### EXTRACTED INFORMATION

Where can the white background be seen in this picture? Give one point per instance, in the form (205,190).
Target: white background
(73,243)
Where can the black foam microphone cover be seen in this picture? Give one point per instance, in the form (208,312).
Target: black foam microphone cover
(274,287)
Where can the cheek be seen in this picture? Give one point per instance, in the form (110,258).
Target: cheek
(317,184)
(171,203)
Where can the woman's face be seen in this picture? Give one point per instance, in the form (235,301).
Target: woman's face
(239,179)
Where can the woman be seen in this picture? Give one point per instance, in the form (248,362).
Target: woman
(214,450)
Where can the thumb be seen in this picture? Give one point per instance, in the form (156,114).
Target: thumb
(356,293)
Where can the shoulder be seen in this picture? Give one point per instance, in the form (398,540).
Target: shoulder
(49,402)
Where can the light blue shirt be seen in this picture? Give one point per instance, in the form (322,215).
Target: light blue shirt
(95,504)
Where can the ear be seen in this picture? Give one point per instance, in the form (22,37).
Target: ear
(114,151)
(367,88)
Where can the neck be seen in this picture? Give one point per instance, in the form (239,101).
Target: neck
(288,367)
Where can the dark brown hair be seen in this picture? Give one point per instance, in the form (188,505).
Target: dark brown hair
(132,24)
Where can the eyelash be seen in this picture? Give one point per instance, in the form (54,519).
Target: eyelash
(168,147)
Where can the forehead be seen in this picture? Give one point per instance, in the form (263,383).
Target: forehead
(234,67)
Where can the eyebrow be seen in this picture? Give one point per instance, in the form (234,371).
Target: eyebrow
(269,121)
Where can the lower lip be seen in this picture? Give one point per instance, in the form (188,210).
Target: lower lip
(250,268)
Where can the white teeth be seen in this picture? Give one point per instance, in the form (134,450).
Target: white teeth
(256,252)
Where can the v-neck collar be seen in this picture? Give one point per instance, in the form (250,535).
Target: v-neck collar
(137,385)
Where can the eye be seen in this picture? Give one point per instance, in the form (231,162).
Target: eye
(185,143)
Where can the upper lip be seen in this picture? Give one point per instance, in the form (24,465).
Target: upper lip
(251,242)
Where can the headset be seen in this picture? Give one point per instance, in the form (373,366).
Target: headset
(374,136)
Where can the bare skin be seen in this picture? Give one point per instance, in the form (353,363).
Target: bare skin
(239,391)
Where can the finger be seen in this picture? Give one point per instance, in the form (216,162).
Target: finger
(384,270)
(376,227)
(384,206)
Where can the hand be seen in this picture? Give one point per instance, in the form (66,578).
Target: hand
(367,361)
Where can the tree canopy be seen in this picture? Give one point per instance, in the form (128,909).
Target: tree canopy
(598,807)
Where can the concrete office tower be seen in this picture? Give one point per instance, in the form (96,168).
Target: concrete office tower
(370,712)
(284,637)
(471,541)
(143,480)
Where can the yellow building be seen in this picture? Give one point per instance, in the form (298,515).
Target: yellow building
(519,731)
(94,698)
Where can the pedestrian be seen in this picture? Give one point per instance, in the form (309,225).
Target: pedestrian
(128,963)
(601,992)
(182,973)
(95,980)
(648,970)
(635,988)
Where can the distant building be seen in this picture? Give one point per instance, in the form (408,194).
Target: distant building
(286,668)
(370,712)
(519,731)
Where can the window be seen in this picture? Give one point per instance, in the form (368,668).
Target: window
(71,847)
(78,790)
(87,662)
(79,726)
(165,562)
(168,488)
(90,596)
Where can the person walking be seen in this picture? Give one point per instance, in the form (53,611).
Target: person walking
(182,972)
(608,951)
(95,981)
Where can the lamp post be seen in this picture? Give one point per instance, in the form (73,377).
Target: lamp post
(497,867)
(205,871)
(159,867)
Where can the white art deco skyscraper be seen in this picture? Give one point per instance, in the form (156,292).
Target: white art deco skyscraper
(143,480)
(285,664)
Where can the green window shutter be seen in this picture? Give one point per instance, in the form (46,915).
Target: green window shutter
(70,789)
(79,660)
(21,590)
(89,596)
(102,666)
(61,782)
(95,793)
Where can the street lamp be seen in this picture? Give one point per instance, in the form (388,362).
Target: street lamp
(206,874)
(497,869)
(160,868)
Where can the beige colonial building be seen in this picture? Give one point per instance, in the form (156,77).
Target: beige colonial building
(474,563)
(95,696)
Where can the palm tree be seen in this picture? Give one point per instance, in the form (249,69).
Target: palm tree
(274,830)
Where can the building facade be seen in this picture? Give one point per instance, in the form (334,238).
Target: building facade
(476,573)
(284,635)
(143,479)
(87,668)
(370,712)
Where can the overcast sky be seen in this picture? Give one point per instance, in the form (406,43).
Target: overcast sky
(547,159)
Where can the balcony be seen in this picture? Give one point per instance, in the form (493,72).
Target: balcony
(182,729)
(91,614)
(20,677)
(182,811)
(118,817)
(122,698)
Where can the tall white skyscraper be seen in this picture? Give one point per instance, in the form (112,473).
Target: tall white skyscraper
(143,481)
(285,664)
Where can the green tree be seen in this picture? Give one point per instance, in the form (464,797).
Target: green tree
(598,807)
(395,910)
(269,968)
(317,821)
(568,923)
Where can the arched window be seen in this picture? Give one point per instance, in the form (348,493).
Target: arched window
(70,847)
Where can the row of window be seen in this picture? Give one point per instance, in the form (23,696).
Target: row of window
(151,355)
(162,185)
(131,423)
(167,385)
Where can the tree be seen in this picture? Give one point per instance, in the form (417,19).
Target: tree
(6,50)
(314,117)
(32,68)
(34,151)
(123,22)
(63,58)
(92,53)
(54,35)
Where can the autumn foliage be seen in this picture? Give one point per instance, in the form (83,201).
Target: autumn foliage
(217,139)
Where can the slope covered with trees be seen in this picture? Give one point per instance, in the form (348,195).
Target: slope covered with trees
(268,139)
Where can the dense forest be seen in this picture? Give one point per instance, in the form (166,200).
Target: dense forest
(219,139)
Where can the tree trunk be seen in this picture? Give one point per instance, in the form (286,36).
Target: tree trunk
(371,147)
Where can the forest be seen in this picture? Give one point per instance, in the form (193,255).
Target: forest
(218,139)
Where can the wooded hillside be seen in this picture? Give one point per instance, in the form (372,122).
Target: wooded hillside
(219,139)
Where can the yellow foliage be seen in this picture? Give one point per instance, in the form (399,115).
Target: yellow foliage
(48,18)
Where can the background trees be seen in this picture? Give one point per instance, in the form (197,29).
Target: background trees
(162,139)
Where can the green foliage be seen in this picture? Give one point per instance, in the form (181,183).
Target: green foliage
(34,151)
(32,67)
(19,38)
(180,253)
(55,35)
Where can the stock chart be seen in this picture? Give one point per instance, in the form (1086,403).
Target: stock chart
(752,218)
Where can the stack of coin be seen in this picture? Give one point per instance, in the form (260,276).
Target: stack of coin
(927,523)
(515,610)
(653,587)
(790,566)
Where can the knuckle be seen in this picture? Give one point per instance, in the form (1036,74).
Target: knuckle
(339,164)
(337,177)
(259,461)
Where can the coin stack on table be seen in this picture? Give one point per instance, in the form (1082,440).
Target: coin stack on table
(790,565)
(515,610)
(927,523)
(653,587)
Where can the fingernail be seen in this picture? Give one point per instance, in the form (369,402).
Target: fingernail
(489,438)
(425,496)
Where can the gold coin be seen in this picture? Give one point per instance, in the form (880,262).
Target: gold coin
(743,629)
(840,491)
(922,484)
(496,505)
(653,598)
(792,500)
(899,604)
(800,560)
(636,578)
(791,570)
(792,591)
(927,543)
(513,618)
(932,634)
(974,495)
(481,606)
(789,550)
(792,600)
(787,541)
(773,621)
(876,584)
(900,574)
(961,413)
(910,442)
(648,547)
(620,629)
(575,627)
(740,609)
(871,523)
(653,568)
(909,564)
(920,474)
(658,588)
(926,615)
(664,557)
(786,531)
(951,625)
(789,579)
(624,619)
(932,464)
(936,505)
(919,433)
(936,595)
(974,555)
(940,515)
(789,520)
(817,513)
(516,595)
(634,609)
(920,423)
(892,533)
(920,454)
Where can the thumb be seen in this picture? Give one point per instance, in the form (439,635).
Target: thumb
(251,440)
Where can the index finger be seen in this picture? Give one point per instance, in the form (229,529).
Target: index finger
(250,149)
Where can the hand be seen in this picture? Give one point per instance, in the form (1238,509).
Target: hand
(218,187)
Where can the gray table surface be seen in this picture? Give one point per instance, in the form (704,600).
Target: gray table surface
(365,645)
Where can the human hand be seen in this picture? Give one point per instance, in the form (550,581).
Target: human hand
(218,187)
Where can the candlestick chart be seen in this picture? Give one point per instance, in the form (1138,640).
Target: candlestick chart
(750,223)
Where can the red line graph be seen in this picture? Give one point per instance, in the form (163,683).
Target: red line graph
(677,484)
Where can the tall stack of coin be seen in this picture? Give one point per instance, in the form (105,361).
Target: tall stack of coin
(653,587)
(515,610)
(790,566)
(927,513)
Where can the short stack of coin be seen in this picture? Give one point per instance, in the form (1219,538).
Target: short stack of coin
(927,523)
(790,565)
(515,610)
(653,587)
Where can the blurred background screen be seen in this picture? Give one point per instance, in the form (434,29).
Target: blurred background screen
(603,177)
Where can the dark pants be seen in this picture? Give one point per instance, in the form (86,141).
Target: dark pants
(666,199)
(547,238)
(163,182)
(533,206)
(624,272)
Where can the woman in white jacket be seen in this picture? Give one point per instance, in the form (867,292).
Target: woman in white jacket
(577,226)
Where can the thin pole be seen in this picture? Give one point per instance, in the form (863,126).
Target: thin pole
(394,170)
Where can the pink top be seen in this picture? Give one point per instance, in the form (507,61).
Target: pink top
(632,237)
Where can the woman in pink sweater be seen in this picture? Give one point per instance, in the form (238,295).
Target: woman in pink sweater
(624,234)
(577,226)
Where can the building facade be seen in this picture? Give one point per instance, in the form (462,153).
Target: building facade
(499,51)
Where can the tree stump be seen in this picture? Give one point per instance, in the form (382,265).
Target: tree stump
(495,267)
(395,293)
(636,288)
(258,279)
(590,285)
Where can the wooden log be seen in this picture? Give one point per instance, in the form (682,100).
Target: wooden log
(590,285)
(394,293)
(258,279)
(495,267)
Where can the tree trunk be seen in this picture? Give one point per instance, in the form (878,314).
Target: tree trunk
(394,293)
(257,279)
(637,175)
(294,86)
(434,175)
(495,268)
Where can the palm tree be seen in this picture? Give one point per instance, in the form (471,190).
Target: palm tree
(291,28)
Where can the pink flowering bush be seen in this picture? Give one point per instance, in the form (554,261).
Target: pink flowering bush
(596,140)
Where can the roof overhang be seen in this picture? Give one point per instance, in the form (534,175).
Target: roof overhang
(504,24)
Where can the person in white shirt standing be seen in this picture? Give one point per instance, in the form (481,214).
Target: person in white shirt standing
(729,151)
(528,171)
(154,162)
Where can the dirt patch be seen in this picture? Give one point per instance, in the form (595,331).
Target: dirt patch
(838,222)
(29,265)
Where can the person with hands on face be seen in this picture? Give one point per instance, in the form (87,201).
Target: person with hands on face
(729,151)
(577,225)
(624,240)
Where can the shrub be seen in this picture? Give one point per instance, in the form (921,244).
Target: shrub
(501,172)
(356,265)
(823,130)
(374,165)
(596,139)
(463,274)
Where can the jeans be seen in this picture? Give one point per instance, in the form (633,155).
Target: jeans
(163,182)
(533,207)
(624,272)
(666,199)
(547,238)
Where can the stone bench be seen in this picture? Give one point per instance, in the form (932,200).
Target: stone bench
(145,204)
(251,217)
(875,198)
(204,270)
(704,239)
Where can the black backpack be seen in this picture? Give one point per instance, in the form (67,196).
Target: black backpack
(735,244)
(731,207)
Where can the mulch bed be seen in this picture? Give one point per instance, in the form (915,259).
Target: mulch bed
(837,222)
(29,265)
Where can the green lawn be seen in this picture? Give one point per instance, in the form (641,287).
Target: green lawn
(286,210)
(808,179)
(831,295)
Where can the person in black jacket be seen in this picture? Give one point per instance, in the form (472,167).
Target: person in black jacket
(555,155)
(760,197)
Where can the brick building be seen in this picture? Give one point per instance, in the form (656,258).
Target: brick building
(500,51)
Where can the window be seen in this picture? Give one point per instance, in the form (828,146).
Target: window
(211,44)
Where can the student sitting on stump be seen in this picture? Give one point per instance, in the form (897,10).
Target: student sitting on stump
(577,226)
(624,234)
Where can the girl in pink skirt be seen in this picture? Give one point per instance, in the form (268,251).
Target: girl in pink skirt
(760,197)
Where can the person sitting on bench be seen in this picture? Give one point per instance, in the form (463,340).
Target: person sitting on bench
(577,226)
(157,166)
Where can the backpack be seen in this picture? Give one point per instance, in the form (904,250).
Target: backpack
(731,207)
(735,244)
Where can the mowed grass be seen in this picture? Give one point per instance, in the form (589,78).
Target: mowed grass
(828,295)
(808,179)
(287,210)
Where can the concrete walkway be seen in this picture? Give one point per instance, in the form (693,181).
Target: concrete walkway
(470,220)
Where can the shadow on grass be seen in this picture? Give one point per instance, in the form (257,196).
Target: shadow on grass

### WORK TO BE COMPLETED
Going back over the entries above, copy word for word every line from the one that has "Target: red line graph" on through the one that has "Where can the dark pants".

### EXPECTED ANSWER
Target: red line graph
(677,484)
Where can the tall stack of coin be seen in this picture? Give one point per instance, in the form (105,361).
Target: tall stack of coin
(653,587)
(515,610)
(790,566)
(927,513)
Where can the short stack of coin be seen in this picture? Give one point per instance, in the form (1219,538).
Target: short stack of coin
(927,523)
(790,565)
(515,610)
(653,587)
Where can the blurred background screen be seen in this picture? Give one point per instance, in the form (434,29).
Target: blurred background screen
(603,177)
Where can the dark pants be seen in this picture? Give one point per instance, in the form (86,141).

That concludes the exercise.